» **Task description**: Turn the stretch of records below that opens with the line containing "Would you be able to indicate the person" and closes with the line containing "column 1332, row 570", both lines included, into a numbered list. Skip blank lines and leave the pictures out.

» **Entries shown**:
== == ==

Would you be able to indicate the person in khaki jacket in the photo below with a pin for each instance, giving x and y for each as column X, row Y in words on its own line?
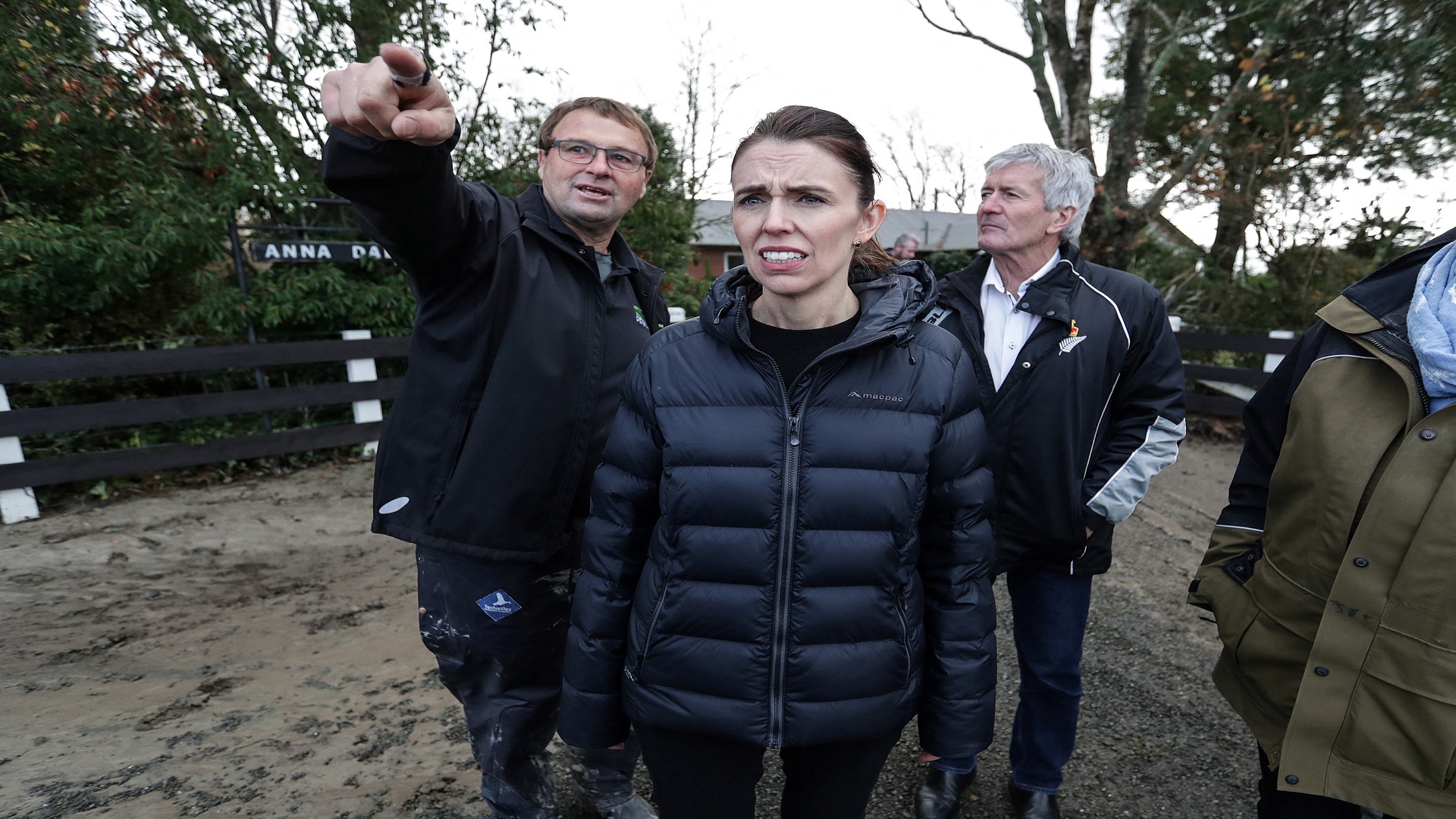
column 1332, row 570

== == ==

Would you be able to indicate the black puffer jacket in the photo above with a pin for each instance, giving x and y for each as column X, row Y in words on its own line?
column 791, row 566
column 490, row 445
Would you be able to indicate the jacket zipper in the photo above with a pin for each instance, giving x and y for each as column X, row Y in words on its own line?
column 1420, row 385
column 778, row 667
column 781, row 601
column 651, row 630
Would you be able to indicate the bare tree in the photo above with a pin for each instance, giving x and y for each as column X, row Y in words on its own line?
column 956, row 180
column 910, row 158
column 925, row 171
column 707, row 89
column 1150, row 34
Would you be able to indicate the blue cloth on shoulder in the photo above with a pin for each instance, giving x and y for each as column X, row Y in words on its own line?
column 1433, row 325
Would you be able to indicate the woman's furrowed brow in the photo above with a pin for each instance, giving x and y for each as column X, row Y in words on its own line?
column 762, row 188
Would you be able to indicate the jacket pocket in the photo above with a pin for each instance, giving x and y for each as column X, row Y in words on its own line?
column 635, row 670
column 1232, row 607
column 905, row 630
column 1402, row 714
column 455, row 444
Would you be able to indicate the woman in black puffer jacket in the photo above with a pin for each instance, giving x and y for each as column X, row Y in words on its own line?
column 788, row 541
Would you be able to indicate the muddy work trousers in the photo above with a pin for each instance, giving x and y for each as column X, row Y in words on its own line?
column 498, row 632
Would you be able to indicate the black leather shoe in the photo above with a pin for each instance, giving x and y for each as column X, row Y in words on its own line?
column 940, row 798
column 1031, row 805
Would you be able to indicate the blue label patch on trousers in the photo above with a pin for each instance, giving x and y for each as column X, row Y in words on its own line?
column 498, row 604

== == ==

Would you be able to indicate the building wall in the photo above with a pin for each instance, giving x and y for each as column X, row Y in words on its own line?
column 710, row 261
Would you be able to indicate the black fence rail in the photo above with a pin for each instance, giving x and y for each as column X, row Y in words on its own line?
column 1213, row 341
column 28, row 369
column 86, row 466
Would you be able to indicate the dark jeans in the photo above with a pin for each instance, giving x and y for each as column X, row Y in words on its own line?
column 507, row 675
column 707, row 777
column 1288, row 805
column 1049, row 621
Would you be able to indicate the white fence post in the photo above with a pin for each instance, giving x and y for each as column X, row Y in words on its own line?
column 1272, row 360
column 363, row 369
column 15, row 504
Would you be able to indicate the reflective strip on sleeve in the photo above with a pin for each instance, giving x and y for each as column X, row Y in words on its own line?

== == ==

» **Finished answer**:
1. Would you be able to indicate the person in khaki jacket in the photo below with a pin for each instance, giving x and y for each as column X, row Y in words on its own line?
2. column 1332, row 570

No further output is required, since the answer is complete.